» **TAREA PLANTEADA 1**
Según el texto sobre la socialdemocracia, ¿quién impulsó en 1951 la creación de la Internacional Socialista?
» **TAREA PLANTEADA 2**
Transcribe sin cambios el pasaje del texto sobre la socialdemocracia que va desde "La socialdemocracia alemana" hasta "segunda gran contienda.", ambos incluidos.

» **FUENTE**
- - - - -

UNA ALTERNATIVA AL POPULISMO - LUIS GREGORICH

Llamarse socialdemócratas, ¿significa algo más que asumir la corrección política y, al mismo tiempo, la condición de náufragos del Estado de Bienestar? Somos, en el mejor de los casos, de centroizquierda o izquierda moderada, si estas pudorosas calificaciones todavía significan algo. A primera vista, nada podría ser menos efectivo que proclamarse socialdemócrata: está todo incluido y a la vez no contiene nada, está cerca del "ni-ni" de Roland Barthes, no parece más que una obstinación abstracta al lado de la razón populista y la derecha liberal pura y dura. Sin embargo, en la Argentina uno escucha cada día autodesignarse así a un número creciente de personas de pensamiento independiente, en su mayoría -pero no en su totalidad- opositores al actual gobierno y su "relato", y sobre todo provenientes del mundo de la cultura, el periodismo y la Universidad. ¿Cuáles son los atractivos de esta opción ambigua, de esta extraña especie de refugio, que incluso excede las debilitadas identidades partidarias? Además, al margen de su repercusión en una minoría intelectual, ¿tiene o tendrá alguna significación electoral?

La historia, aunque someramente debamos acudir a ella, no nos servirá para mucho. Sabemos que la socialdemocracia tiene un gen marxista, como lo tiene hoy, con sus correspondientes transformaciones, todo el mundo moderno y posmoderno. La ceremonia del origen tuvo lugar en 1875, con la creación del Partido Socialdemócrata Alemán, fusión de seguidores de Marx y Ferdinand Lassalle, un socialista más moderado. La corriente se consolidó en 1889, con la II Internacional, ya muerto Marx. Gradualmente fue convirtiéndose en sinónimo de reforma y no de revolución, además de propugnar el credo pacifista. (Recuérdese que la III Internacional o Komintern fue fundada en 1918 por Lenin, y terminó constituyéndose en instrumento político del comunismo soviético, mientras la IV Internacional, lanzada por Trotski en 1938, todavía cosecha partidarios en pequeñas agrupaciones de extrema izquierda.)

La socialdemocracia alemana creció rápidamente, se hizo cada vez más orgánica y disciplinada y, después de la Primera Guerra Mundial, se convirtió en uno de los pilares de la República de Weimar. Con posterioridad, no supo o no pudo oponerse eficazmente al nazismo, y entró en un período de ocaso y clandestinidad, para reconstruirse, de nuevo, tras el término de la segunda gran contienda.

Bajo el paraguas del debate con el estalinismo, la puesta en escena de la socialdemocracia actual la puso en marcha, otra vez, un dirigente político alemán. Willy Brandt, al impulsar en 1951 la creación de la Internacional Socialista (debería llamarse Internacional Socialdemócrata), postuló un programa que hoy, con las actualizaciones del caso, continúa vigente. Reforma, y no revolución. Paz, y no guerra. Instituciones republicanas, no liderazgos carismáticos. Intervención del Estado reguladora en la economía, no estatismo económico. Impuesto progresivo a la renta, no política fiscal regresiva. Asistencia social universal, no abandono de los más débiles. Acuerdos con el sindicalismo, no sindicalismo de Estado. Educación pública de calidad, no escuela regimentada políticamente. Y por fin, puertas abiertas a otras tradiciones políticas, además de la marxista, en un clima de pluralismo democrático.

- - - - -

» **Entradas de datos guardadas**
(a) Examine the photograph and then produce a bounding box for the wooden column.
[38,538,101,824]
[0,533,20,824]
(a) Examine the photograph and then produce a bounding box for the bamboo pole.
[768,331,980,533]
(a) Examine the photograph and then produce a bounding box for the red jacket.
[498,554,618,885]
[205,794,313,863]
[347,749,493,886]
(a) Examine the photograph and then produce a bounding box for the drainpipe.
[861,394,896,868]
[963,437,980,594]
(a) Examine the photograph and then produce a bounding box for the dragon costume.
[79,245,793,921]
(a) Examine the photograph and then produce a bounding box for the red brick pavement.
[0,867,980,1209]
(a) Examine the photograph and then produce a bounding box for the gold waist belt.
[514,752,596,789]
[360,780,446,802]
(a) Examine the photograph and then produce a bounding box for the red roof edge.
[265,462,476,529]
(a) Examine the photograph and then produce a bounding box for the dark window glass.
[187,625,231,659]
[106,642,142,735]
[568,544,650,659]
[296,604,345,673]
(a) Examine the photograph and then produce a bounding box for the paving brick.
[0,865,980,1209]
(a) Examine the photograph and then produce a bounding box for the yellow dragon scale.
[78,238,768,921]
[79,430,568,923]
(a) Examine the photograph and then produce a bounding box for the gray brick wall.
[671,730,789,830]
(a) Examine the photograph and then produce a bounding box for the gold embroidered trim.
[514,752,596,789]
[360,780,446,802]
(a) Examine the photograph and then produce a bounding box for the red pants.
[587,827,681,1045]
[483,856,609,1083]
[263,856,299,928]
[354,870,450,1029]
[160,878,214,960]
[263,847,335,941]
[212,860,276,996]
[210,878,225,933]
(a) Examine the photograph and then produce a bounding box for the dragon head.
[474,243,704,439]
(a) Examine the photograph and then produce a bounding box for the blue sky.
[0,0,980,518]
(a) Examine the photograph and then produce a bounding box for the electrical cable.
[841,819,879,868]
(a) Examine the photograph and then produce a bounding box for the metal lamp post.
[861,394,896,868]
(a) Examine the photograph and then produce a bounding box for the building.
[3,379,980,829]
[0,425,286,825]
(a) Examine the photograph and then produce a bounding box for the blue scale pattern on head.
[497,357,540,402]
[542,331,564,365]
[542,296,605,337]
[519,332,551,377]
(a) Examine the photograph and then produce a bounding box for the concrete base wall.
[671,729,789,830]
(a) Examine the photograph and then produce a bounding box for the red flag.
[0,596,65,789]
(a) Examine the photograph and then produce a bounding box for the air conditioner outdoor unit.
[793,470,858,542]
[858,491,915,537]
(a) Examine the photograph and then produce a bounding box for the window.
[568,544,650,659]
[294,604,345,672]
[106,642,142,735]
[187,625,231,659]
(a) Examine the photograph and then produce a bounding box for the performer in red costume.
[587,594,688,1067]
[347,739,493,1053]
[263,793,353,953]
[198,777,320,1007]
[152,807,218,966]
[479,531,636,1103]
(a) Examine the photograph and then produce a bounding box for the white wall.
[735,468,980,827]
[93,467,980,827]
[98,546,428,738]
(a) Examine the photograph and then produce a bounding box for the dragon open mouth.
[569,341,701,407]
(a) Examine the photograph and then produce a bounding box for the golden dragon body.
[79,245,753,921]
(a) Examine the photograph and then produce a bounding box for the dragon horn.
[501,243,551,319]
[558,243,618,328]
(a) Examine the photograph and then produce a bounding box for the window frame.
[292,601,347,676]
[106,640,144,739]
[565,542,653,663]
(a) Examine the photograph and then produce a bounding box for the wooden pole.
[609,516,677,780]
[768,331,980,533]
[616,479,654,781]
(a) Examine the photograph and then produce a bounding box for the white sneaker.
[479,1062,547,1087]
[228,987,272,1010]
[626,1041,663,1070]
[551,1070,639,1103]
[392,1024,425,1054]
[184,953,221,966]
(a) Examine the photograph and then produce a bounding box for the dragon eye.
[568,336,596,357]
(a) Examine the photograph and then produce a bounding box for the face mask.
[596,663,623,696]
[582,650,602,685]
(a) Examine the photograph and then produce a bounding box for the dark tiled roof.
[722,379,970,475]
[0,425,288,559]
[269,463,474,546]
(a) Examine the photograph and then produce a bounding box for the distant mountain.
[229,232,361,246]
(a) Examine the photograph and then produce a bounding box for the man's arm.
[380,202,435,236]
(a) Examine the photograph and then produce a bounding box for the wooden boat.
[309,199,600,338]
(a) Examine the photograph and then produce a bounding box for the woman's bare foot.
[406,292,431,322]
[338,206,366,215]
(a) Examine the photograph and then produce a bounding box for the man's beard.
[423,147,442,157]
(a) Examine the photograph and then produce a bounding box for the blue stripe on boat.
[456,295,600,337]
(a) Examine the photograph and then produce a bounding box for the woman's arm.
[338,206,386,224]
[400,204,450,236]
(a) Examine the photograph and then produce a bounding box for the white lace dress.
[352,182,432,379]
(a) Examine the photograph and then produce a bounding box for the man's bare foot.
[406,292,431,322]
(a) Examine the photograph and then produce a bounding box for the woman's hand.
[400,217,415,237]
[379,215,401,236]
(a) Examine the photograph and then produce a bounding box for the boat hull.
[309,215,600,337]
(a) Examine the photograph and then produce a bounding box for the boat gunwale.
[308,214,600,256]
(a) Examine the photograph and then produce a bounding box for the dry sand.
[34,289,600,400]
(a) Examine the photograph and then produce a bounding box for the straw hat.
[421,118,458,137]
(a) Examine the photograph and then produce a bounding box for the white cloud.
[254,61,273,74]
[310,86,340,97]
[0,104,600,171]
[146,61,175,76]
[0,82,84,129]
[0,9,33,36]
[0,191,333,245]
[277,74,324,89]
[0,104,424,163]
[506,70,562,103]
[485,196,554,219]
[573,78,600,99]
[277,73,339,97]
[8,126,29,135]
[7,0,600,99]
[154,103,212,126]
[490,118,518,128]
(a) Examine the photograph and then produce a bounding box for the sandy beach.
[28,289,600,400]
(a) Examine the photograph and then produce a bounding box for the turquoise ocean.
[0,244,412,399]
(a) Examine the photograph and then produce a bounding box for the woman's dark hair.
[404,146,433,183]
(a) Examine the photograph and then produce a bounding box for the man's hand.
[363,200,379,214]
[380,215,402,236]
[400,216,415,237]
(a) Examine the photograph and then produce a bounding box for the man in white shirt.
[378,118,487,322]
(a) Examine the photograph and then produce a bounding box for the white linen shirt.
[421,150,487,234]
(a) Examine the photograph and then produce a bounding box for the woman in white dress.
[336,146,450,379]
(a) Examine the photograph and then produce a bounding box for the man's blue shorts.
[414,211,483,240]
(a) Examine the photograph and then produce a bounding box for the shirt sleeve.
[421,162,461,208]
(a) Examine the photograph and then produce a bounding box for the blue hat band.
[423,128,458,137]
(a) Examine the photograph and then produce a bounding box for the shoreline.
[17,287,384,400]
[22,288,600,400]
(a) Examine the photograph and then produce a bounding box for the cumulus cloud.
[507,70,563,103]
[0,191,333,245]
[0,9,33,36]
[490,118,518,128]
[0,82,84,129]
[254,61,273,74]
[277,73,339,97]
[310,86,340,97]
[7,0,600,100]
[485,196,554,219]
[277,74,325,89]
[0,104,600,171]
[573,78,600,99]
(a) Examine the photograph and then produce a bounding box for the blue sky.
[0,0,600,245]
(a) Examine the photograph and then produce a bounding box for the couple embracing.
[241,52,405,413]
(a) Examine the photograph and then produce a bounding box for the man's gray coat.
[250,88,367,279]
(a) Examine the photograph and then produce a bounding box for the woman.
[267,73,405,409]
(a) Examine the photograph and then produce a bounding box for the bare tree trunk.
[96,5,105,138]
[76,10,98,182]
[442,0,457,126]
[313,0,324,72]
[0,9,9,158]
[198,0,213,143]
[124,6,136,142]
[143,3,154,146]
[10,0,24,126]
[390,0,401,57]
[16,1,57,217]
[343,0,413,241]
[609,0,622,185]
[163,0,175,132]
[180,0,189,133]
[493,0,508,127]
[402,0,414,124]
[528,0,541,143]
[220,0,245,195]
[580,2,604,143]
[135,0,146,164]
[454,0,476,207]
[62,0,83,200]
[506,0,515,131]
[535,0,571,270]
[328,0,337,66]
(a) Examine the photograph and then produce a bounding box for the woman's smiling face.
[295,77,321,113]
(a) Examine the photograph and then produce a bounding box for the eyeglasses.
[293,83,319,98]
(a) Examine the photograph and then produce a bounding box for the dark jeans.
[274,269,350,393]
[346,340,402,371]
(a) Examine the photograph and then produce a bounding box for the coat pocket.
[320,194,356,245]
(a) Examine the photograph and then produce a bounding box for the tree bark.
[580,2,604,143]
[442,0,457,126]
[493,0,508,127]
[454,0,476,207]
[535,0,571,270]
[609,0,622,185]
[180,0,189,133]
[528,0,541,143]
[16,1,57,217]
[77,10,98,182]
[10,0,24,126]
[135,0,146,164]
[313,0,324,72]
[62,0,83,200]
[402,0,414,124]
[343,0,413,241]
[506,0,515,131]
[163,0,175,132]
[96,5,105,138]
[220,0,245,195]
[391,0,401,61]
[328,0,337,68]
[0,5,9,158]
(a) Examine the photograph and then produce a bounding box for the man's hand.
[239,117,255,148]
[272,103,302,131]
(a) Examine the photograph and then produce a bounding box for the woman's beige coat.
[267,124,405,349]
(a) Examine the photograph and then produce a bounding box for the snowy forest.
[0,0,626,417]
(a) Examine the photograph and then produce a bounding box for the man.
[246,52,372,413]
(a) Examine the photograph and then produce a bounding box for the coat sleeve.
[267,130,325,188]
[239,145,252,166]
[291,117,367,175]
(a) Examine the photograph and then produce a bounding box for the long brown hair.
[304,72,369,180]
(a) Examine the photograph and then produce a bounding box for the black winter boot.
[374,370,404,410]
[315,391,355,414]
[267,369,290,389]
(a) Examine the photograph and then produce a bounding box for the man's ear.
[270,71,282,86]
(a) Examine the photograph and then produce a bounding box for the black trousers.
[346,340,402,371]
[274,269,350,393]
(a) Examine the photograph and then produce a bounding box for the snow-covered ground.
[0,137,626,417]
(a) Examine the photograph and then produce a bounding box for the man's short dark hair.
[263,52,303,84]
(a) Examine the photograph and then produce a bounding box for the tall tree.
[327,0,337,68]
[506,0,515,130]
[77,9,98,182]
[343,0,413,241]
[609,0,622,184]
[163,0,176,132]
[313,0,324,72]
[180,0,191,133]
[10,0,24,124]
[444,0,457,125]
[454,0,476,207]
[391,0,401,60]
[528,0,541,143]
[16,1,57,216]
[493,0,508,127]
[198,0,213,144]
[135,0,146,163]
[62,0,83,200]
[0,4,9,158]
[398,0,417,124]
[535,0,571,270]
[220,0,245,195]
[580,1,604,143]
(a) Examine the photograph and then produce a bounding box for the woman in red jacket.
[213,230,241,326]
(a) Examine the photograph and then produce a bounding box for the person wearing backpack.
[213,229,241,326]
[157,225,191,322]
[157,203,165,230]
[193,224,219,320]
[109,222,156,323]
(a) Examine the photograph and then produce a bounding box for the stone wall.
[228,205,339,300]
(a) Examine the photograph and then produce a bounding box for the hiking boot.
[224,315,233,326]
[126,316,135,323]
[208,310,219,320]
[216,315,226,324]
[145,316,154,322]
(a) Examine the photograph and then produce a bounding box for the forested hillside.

- - - - -

» **RESPUESTA FINAL 1**
Willy Brandt.

» **RESPUESTA FINAL 2**
La socialdemocracia alemana creció rápidamente, se hizo cada vez más orgánica y disciplinada y, después de la Primera Guerra Mundial, se convirtió en uno de los pilares de la República de Weimar. Con posterioridad, no supo o no pudo oponerse eficazmente al nazismo, y entró en un período de ocaso y clandestinidad, para reconstruirse, de nuevo, tras el término de la segunda gran contienda.